* [ASSIGNMENT] The result should be a full, exact repeat of the entries, free of pictures.

* [DATA PROVIDED]
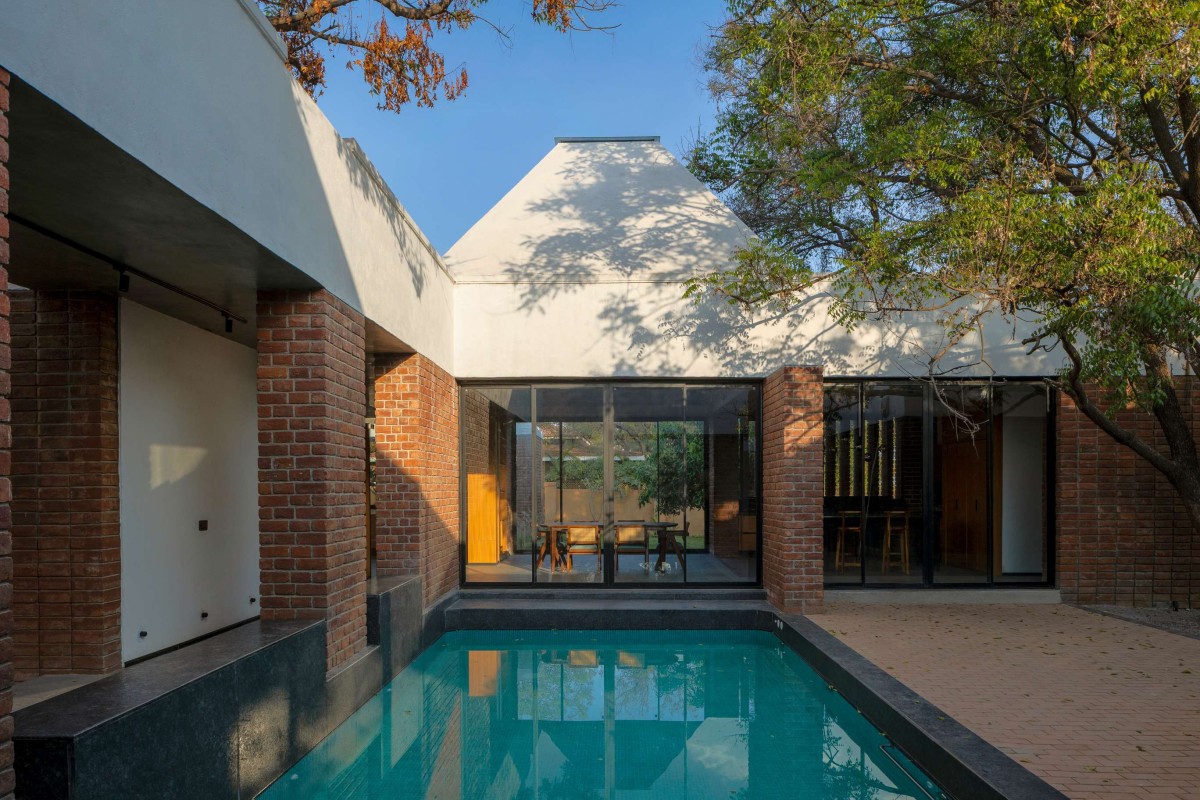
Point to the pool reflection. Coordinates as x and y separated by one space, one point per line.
727 715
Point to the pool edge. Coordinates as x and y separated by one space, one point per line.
964 764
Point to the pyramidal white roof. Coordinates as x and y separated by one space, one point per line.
600 210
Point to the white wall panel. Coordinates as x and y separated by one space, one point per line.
189 451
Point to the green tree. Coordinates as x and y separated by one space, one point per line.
1035 158
671 475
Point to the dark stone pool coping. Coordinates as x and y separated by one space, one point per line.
220 719
226 716
960 762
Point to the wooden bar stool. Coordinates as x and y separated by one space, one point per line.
851 523
895 522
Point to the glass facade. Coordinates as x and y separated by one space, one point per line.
604 483
930 483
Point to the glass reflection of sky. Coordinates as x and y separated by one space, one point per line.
729 715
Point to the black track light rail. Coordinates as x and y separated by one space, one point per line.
126 270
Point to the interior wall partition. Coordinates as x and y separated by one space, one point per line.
937 483
603 483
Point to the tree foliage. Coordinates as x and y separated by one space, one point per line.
671 473
1036 158
391 41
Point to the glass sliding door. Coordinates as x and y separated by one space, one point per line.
936 483
843 486
961 501
658 483
723 467
1020 414
573 474
892 482
497 439
600 483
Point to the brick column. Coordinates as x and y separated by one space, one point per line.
417 471
66 501
792 492
312 464
1122 534
6 773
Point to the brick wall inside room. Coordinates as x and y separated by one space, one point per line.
66 507
417 471
312 464
6 773
792 429
1122 535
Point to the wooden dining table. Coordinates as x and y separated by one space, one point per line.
667 539
549 534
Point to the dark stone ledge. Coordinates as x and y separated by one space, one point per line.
219 719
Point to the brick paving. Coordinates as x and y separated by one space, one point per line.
1097 707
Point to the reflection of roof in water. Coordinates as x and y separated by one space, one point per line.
643 749
600 211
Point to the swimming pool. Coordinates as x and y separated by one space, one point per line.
579 715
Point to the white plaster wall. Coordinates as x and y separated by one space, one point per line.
197 92
189 450
648 329
1023 474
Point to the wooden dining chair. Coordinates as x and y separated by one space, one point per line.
633 537
850 531
895 539
583 540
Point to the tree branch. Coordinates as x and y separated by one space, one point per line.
1078 392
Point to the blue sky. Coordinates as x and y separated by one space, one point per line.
451 163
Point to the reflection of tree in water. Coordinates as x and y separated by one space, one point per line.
575 781
687 675
851 777
581 692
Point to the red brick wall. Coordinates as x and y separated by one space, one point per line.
6 774
1122 535
792 494
417 471
397 492
312 457
65 505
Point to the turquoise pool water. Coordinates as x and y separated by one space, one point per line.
598 715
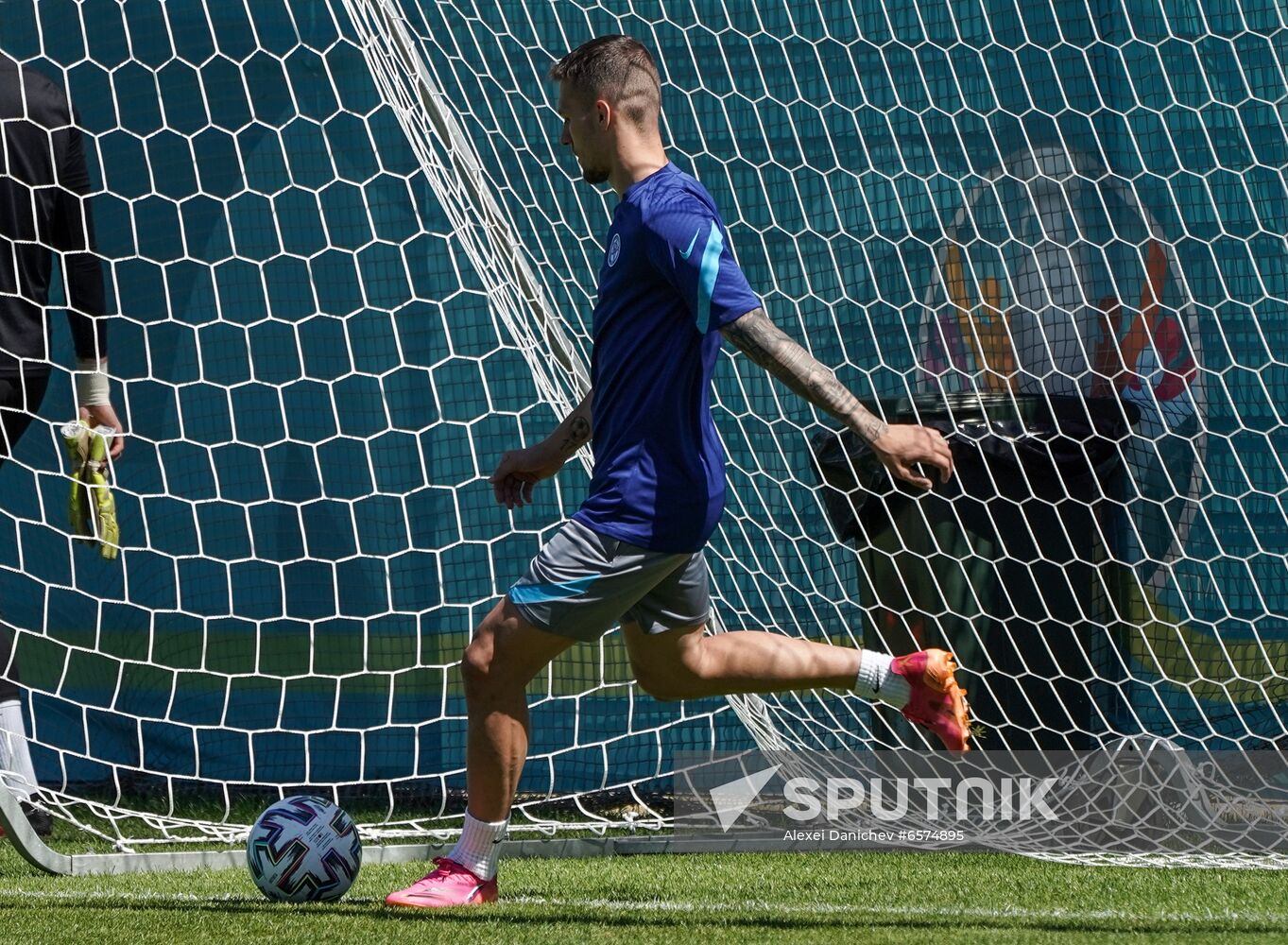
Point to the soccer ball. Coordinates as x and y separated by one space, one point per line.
304 850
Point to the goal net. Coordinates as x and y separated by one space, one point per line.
353 266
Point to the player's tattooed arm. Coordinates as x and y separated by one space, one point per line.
575 432
521 470
769 347
903 447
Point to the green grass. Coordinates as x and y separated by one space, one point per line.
730 898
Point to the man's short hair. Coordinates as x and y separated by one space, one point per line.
618 68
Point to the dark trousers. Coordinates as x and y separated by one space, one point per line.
20 400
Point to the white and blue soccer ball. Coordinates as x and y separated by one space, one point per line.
304 850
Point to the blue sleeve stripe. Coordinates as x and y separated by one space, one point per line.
539 593
707 276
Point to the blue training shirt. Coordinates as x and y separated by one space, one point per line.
666 287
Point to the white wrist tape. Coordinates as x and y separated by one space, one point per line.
92 384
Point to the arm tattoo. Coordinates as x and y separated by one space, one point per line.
766 345
575 432
578 432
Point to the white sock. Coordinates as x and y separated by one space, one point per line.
877 682
14 757
479 846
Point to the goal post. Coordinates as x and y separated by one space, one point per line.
352 264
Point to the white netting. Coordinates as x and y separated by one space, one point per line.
353 266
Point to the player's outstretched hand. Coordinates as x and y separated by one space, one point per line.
103 415
904 444
518 472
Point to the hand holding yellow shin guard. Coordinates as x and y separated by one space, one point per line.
92 507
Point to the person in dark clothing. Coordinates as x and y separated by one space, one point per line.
44 212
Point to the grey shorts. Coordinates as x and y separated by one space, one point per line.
582 583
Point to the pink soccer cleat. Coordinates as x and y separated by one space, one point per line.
449 885
936 700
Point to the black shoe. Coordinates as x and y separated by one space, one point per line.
42 823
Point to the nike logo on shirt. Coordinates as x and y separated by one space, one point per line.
685 254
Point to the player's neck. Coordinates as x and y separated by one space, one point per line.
634 163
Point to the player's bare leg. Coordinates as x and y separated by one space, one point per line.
507 652
685 663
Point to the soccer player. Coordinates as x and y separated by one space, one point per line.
43 212
669 291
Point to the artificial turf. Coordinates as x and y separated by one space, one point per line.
726 898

* [RESPONSE]
Point to the pool reflection. Coordinates as x and y separated by one space, one point per line.
727 715
Point to the pool edge. Coordinates as x and y separated by one space, one point per line.
964 764
Point to the pyramidal white roof. Coordinates as x and y separated by one space, one point per line.
600 210
Point to the white wall panel. Coordinates as x and y separated by one space, one point per line.
189 451
Point to the green tree. Coordinates as x and y separated by one space, one point per line.
1035 158
671 475
Point to the dark stone pool coping. Coordinates as x and y separated by one space, one point per line.
220 719
226 716
960 762
Point to the wooden bar stool. Coordinates as x and y separated by one space, one point per line.
851 523
895 522
Point to the glass facade. Coordinates as x and y separated by one space, one point per line.
604 483
930 483
Point to the glass reflection of sky. Coordinates as x and y separated by one space, one point per line.
729 715
Point to the black track light rail. Coordinates as x and y separated by one space, one point per line.
126 270
Point to the interior wall partition. Coordinates as x and y separated by one space, one point per line.
937 483
603 483
Point to the tree foliage. Coordinates as x and y separated by one space, one point per line.
671 473
1036 158
391 41
Point to the glass sliding door. Coordinates as x and y separated by one space, one point per line.
936 483
843 486
961 501
658 483
723 467
1020 414
573 474
892 482
497 439
600 483
Point to the brick column. Coordinates as x and y separated by one space, one point per line.
417 471
66 501
792 492
312 464
1122 534
6 773
Point to the brick wall inside room. Coordinates as x and y separated by one space, one point per line.
66 507
417 471
312 464
6 773
792 429
1122 535
Point to the wooden dining table. Coordinates as x and y separated by one space, one point per line.
667 539
549 534
Point to the dark stone ledge. Coordinates as x and y separated by one space, one point per line.
219 719
Point to the brick paving. Coordinates as x and y separated by one space, one point per line.
1097 707
Point to the reflection of roof in water. Coordinates as x and y separated by one space, one point per line.
643 749
600 211
Point to the swimming pool. Coordinates as x and y separated by one space, one point per line.
579 715
Point to the white plaster wall. Coordinates as x and y separated by one space, one point per line.
197 92
189 450
648 329
1023 474
Point to the wooden dining chair. Coordinates as x and y separated by one space, one point per line.
633 537
850 531
895 539
583 540
Point to the tree branch. Coordinates as x and y separated by one space, one point per line.
1078 392
Point to the blue sky. Coordinates as x and y separated by one space, one point per line.
451 163
Point to the reflection of tree in water. Coordinates as x and y separated by one space, one point per line.
575 781
687 675
851 777
581 692
Point to the red brick wall. Coordinates as x and y separated by one space, one point per line.
6 774
1122 535
792 494
417 471
397 492
312 457
65 505
Point to the turquoise pool water. Coordinates as x and y separated by one space, one point per line.
598 715
Point to the soccer ball. Coordinates as x and y separated by one space, one point per line.
304 850
Point to the goal net. Coordinates as x and y separated by one space, one point per line.
353 266
Point to the player's tattooed arm. Coordinates as x and y separated by one space, one point per line.
575 432
521 470
769 347
903 447
Point to the green grass. Coordinates as x and y separated by one space, one point per line.
730 898
Point to the man's short hair. Coordinates as x and y separated by one space, one point per line.
618 68
Point to the dark trousers. Coordinates as x and y separated by one space, one point per line.
20 400
Point to the white and blue soccer ball. Coordinates as x and y separated by one space, one point per line.
304 850
Point to the blue sleeve stripe. Coordinates as x and y separated by one space, one point per line.
539 593
707 276
Point to the blue training shirt. Coordinates as x and y separated by one space, one point per line.
666 287
Point to the white wrist tape. Coordinates as x and y separated by one space, one point per line.
92 384
Point to the arm tattoo. Coordinates as x and y separated by one space, one point per line.
766 345
575 432
578 432
Point to the white sock. Coordinates as x and y separated by one space, one point per line.
877 682
14 757
479 846
Point to the goal post. Coordinates as x and y separated by one space, one point per line.
352 264
Point to the white netting. Coordinates as x and y separated by one space, one point per line.
353 266
Point to the player's outstretched hand. Coordinates as x and y separated by one space, one point per line.
103 415
904 444
518 472
Point to the hand holding yellow shin guard. Coordinates as x and y separated by one space, one point per line.
92 507
Point to the person in dark clothing. Coordinates as x and y separated by one space, one point per line.
44 212
Point to the grey shorts. Coordinates as x and y separated by one space, one point per line.
582 583
Point to the pink soccer cleat. Coordinates as x and y separated by one space, one point per line.
449 885
936 700
Point to the black shoe. Coordinates as x and y separated by one space, one point per line.
42 823
Point to the nike logo on shirt. Coordinates as x and y separated by one space, one point per line.
685 254
Point to the player's neck. Coordinates as x and y separated by one space, one point per line.
634 163
Point to the player's bare leg. Coordinates as x and y separated by one space, one point per line.
507 652
685 663
Point to the soccer player. Coordinates as x and y separated by one space, one point per line.
43 212
669 291
Point to the artificial turf. Coordinates as x and y separated by one space, one point per line.
726 898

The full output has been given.